■ **TASK DIRECTIONS**
Copy out the material below in full, but not its images.
**********
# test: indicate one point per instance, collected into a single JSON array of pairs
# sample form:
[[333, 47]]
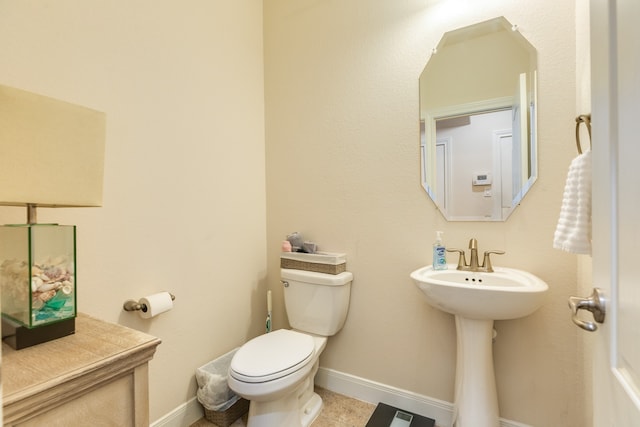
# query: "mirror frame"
[[428, 117]]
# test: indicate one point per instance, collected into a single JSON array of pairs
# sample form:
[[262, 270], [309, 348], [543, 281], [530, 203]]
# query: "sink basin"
[[477, 299], [507, 293]]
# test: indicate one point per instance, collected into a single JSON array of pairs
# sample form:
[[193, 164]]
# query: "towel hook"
[[586, 119]]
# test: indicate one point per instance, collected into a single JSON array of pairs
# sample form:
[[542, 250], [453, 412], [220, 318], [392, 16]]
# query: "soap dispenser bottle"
[[439, 253]]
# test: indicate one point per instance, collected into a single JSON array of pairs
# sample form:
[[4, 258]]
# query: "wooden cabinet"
[[96, 377]]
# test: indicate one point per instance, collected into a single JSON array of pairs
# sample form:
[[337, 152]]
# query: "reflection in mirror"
[[478, 121]]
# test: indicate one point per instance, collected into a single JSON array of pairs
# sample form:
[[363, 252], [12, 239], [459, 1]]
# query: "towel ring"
[[586, 119]]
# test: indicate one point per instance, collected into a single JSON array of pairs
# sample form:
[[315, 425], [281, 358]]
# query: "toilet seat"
[[272, 356]]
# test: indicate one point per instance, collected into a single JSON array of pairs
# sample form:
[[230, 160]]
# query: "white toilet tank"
[[316, 303]]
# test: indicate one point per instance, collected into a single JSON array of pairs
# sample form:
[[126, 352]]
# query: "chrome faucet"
[[473, 262]]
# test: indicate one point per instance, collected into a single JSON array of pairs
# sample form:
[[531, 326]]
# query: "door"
[[615, 94]]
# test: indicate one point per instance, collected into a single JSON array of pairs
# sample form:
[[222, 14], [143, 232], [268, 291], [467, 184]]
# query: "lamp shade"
[[51, 151]]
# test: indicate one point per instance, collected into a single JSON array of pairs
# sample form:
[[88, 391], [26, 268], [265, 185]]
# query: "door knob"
[[594, 303]]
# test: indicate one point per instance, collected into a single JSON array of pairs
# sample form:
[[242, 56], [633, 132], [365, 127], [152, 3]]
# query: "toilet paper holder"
[[132, 305]]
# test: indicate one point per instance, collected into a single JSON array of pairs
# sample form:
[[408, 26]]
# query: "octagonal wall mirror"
[[478, 151]]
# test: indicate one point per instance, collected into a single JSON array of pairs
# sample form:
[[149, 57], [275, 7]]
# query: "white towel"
[[573, 232]]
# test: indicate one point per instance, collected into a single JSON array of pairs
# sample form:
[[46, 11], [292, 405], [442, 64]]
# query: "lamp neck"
[[32, 216]]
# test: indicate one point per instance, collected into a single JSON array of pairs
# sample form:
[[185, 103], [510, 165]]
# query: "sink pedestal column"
[[476, 397]]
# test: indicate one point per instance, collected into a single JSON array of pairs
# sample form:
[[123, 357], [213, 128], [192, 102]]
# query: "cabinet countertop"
[[96, 352]]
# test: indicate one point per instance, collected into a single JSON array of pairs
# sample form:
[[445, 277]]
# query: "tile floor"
[[338, 411]]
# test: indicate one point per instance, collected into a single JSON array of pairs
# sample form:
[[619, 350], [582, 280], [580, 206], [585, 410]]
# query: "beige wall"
[[343, 169], [184, 205], [181, 84]]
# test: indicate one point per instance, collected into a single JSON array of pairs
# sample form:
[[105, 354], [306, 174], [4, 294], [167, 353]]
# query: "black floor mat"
[[384, 414]]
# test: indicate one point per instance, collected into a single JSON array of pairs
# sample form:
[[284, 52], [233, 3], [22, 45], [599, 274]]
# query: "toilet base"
[[287, 412]]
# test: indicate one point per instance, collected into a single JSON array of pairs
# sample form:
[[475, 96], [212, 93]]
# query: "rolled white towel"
[[573, 232]]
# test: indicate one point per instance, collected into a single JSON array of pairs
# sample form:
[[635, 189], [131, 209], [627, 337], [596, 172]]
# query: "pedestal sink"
[[477, 299]]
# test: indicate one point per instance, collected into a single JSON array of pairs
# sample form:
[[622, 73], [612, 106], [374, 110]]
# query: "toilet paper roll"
[[155, 304]]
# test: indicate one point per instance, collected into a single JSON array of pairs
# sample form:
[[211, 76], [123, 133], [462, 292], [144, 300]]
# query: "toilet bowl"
[[276, 371]]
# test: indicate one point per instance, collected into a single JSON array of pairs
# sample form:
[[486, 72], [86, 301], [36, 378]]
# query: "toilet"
[[275, 371]]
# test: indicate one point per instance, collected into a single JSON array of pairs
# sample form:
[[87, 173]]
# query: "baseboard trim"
[[183, 416], [348, 385], [374, 392]]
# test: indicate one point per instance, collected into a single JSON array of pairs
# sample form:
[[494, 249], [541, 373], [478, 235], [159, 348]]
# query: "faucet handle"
[[486, 263], [462, 261]]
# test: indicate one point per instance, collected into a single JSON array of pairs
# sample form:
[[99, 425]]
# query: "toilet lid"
[[271, 356]]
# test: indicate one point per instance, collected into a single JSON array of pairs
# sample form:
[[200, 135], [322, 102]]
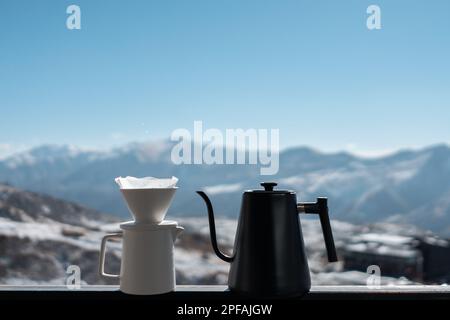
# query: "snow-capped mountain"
[[408, 186], [41, 236]]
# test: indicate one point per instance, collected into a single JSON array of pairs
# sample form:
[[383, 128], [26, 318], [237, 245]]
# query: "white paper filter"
[[146, 183]]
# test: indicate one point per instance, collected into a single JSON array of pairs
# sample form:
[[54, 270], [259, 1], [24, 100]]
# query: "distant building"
[[423, 259]]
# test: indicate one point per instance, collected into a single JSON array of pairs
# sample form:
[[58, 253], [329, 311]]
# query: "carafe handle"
[[101, 270], [321, 208]]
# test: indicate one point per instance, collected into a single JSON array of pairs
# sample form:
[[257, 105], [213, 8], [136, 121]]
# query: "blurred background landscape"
[[363, 117], [391, 211]]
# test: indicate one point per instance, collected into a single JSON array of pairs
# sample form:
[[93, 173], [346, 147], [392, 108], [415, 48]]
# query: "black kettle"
[[269, 255]]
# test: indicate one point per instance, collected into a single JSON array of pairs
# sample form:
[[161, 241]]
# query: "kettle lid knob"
[[268, 186]]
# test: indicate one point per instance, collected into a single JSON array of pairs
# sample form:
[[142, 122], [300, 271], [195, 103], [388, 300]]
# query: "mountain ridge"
[[408, 186]]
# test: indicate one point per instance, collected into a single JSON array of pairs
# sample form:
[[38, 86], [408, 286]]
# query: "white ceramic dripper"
[[147, 242], [148, 199], [148, 205]]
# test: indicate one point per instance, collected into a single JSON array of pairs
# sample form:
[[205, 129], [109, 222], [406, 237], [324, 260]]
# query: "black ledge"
[[216, 294]]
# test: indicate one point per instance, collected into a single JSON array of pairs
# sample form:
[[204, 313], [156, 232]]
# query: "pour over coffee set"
[[268, 257]]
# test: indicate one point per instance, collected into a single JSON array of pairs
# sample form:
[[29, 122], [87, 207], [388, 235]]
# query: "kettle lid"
[[268, 188]]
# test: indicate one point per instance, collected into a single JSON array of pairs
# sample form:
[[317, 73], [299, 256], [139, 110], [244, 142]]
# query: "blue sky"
[[139, 69]]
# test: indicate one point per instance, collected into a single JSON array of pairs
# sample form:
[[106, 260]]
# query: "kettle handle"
[[212, 229], [321, 207]]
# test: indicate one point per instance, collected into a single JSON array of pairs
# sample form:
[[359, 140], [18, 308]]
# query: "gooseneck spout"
[[212, 229]]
**********
■ **SOLUTION TO THIS EXERCISE**
# test: indicate one point per instance, collected into a single JSON array of pairs
# sample form:
[[333, 47]]
# query: "mirror frame"
[[428, 117]]
# test: indicate one point per instance, collected into a single JSON array of pairs
# sample form:
[[262, 270], [309, 348], [543, 281], [530, 203]]
# query: "sink basin"
[[477, 299], [507, 293]]
# test: indicate one point per instance, collected into a single JSON array of pairs
# sample form:
[[193, 164]]
# query: "towel hook"
[[586, 119]]
# test: indicate one point per instance, collected into a single JSON array of pairs
# sample form:
[[542, 250], [453, 412], [220, 318], [392, 16]]
# query: "soap dispenser bottle"
[[439, 253]]
# test: indicate one point per instance, collected into a single JSON array of pairs
# sample form:
[[4, 258]]
# query: "wooden cabinet"
[[96, 377]]
# test: indicate one point per instance, collected into a single JSON array of pairs
# sample form:
[[337, 152]]
# query: "reflection in mirror"
[[478, 121]]
# test: indicate one point per instance, collected into a single JSON array of pairs
# sample form:
[[363, 252], [12, 239], [459, 1]]
# query: "towel ring"
[[586, 119]]
# test: indicate one point per instance, collected into a single JSON array of pairs
# sample form:
[[315, 425], [281, 358]]
# query: "toilet seat"
[[272, 356]]
# test: indicate one point per instance, collected into a single JSON array of pairs
# sample form:
[[230, 160]]
# query: "white toilet tank"
[[316, 303]]
# test: indicate one point per instance, collected into a single JSON array of pairs
# sample form:
[[126, 352]]
# query: "chrome faucet"
[[473, 262]]
# test: indicate one point per instance, collected into a single JSON array of pairs
# sample form:
[[531, 326]]
# query: "door"
[[615, 94]]
# test: indicate one point per instance, collected into a single JSON array of pairs
# sample form:
[[222, 14], [143, 232], [268, 291], [467, 184]]
# query: "lamp shade"
[[51, 151]]
# test: indicate one point per instance, collected into a single JSON array of pairs
# sample form:
[[88, 391], [26, 268], [265, 185]]
# query: "door knob"
[[594, 303]]
# test: indicate one point per instance, collected into a single JSON array of pairs
# sample form:
[[242, 56], [633, 132], [365, 127], [152, 3]]
# query: "toilet paper holder"
[[132, 305]]
# test: indicate one point per instance, collected into a single JSON array of pairs
# sample form:
[[408, 26]]
# query: "octagonal wall mirror"
[[478, 151]]
# test: indicate one point per instance, collected into a single JSON array of pairs
# sample form:
[[149, 57], [275, 7]]
# query: "white towel"
[[573, 232]]
# test: indicate one point per instance, collected into a single JSON array of pairs
# sample form:
[[46, 11], [292, 405], [442, 64]]
# query: "lamp neck"
[[32, 216]]
# test: indicate one point per instance, collected into a single JSON array of pairs
# sample form:
[[185, 103], [510, 165]]
# query: "sink pedestal column"
[[476, 397]]
# test: indicate one point per instance, collected into a single JSON array of pairs
# sample form:
[[123, 357], [213, 128], [192, 102]]
# query: "cabinet countertop"
[[96, 352]]
# test: indicate one point per instance, collected into a single JSON array of pairs
# sample form:
[[445, 277]]
# query: "tile floor"
[[338, 411]]
# test: indicate one point per instance, collected into a single JSON array of pairs
# sample form:
[[619, 350], [582, 280], [580, 206], [585, 410]]
# query: "beige wall"
[[343, 169], [184, 205], [181, 84]]
# test: indicate one point per instance, collected into a single JSON array of pairs
# sample form:
[[105, 354], [306, 174], [4, 294], [167, 353]]
# query: "black floor mat"
[[384, 414]]
# test: indicate one point per instance, collected into a single JSON array of pairs
# sample form:
[[284, 52], [233, 3], [22, 45], [599, 274]]
# query: "toilet base"
[[287, 412]]
# test: indicate one point per instance, collected into a single JSON array of pairs
# sample form:
[[475, 96], [212, 93]]
# query: "rolled white towel"
[[573, 232]]
# test: indicate one point per instance, collected into a single JSON array of pairs
# sample form:
[[635, 189], [131, 209], [627, 337], [596, 172]]
# query: "pedestal sink"
[[477, 299]]
# test: indicate one point per instance, collected into a single JSON array of pairs
# sample form:
[[622, 73], [612, 106], [374, 110]]
# query: "toilet paper roll"
[[155, 304]]
# test: indicate one point per instance, collected into a single JSON array of pairs
# sample form:
[[211, 76], [123, 133], [462, 292], [144, 300]]
# query: "toilet bowl"
[[276, 371]]
# test: indicate one point per instance, collected into a single JSON array of pairs
# sample form:
[[486, 72], [86, 301], [36, 378]]
# query: "toilet"
[[275, 371]]
# test: indicate one point per instance, collected into a single JSON array of pairs
# sample form:
[[87, 173]]
# query: "baseboard trim"
[[183, 416], [348, 385], [374, 392]]
# test: indicate one point per instance, collected into a single JSON array of pairs
# sample form:
[[494, 249], [541, 373], [478, 235], [159, 348]]
# query: "faucet handle"
[[486, 263], [462, 261]]
# test: indicate one point per instance, collected into a single JSON array of pairs
# sample form:
[[99, 425]]
# query: "toilet lid"
[[271, 356]]
# test: indicate one point per instance, collected into a single JSON array of pairs
# sample form:
[[200, 135], [322, 102]]
# query: "snow-capped mountain"
[[408, 186], [41, 236]]
# test: indicate one point per instance, collected into a single JSON array of pairs
# sample form:
[[383, 128], [26, 318], [237, 245]]
# query: "white paper filter"
[[146, 183]]
# test: indicate one point per instance, collected into a single JSON array of pairs
# sample form:
[[54, 270], [259, 1], [24, 100]]
# query: "distant building"
[[423, 259]]
# test: indicate one point per instance, collected into a single JSON array of pairs
# sample form:
[[58, 253], [329, 311]]
# query: "carafe handle"
[[101, 270], [321, 208]]
# test: indicate one point per instance, collected into a single JSON array of pairs
# sample form:
[[257, 105], [213, 8], [136, 121]]
# query: "blurred background landscape"
[[363, 117], [391, 211]]
# test: indicate one point per instance, collected into a single JSON array of pairs
# sample form:
[[93, 173], [346, 147], [392, 108], [415, 48]]
# query: "black kettle"
[[269, 255]]
# test: indicate one point per instance, collected into a single JSON array of pairs
# sample form:
[[161, 241]]
# query: "kettle lid knob"
[[268, 186]]
# test: indicate one point per instance, collected into a single JSON array of pairs
# sample form:
[[142, 122], [300, 271], [195, 103], [388, 300]]
# query: "mountain ridge"
[[408, 186]]
# test: indicate one point per instance, collected into a single JSON array of pairs
# sample form:
[[38, 86], [408, 286]]
# query: "white ceramic dripper"
[[147, 242], [148, 199], [148, 205]]
# test: indicate one point per instance, collected into a single JSON array of pairs
# sample form:
[[205, 129], [109, 222], [406, 237], [324, 260]]
# query: "black ledge"
[[216, 294]]
# test: indicate one point per instance, collected into a single JSON array of pairs
# sample form:
[[204, 313], [156, 232]]
# query: "pour over coffee set"
[[268, 257]]
# test: indicate one point per instance, collected into a single JSON array of pairs
# sample form:
[[29, 122], [87, 207], [388, 235]]
# query: "kettle lid"
[[268, 188]]
# test: indicate one point per instance, collected into a single JSON array of pairs
# sample form:
[[317, 73], [299, 256], [139, 110], [244, 142]]
# query: "blue sky"
[[139, 69]]
# test: indicate one point per instance, collected into a single JSON array of pairs
# sample form:
[[106, 260]]
# query: "kettle handle"
[[212, 229], [321, 207]]
# test: indicate one point per instance, collected into a single JSON array of pairs
# sample form:
[[359, 140], [18, 308]]
# query: "gooseneck spout"
[[212, 229]]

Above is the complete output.